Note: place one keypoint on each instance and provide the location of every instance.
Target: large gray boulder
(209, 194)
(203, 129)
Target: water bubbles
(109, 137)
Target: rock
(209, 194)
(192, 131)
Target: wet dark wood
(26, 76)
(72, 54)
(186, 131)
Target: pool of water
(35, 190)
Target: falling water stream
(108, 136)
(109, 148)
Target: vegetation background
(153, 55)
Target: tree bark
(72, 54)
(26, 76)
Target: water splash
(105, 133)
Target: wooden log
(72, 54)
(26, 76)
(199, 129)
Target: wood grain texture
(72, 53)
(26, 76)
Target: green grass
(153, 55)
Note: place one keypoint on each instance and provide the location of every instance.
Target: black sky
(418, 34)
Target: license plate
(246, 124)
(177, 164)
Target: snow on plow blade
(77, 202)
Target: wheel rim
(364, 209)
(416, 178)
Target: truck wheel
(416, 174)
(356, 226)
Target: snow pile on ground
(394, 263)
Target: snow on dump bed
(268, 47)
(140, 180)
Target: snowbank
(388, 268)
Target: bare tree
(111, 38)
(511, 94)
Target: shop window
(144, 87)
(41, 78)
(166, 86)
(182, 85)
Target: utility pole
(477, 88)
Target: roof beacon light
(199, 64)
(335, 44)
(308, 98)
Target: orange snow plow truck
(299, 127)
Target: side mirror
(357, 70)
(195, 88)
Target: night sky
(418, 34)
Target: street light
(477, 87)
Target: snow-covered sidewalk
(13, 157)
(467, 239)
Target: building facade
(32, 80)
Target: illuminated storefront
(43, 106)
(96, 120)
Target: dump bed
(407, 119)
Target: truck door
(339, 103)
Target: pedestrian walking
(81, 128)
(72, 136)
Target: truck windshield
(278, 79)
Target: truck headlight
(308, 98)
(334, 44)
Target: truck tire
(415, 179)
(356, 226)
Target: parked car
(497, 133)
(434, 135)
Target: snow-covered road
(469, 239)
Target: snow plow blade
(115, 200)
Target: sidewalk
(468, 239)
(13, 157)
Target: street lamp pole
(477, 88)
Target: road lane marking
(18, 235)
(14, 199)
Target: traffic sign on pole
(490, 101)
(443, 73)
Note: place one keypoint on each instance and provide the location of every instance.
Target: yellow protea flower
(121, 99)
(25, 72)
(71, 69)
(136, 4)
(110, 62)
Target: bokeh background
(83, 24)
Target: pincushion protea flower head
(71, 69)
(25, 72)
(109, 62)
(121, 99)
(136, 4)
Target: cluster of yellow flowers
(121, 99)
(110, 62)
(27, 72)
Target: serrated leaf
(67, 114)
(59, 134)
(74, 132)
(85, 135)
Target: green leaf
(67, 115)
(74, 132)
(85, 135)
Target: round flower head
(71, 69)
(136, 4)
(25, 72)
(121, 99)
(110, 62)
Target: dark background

◆ ◆ ◆ ◆ ◆

### REQUIRED WORK
Exactly the lines from the one containing "Target: road lane marking" to the last line of the entries above must be duplicated, with both of those lines included and nothing more.

### FINAL ANSWER
Target: road lane marking
(18, 235)
(14, 199)
Target: traffic sign on pole
(490, 101)
(443, 73)
Note: place one keypoint on each instance and provide the location of every instance.
Target: yellow protea flower
(121, 99)
(25, 72)
(71, 69)
(136, 4)
(110, 62)
Target: bokeh background
(83, 24)
Target: pincushion protea flower head
(71, 69)
(25, 72)
(109, 62)
(121, 99)
(136, 4)
Target: cluster of yellow flowers
(121, 99)
(110, 62)
(27, 72)
Target: serrated leaf
(67, 114)
(59, 134)
(74, 132)
(85, 135)
Target: green leaf
(67, 115)
(74, 132)
(85, 135)
Target: round flower head
(71, 69)
(136, 4)
(25, 72)
(121, 99)
(110, 62)
Target: dark background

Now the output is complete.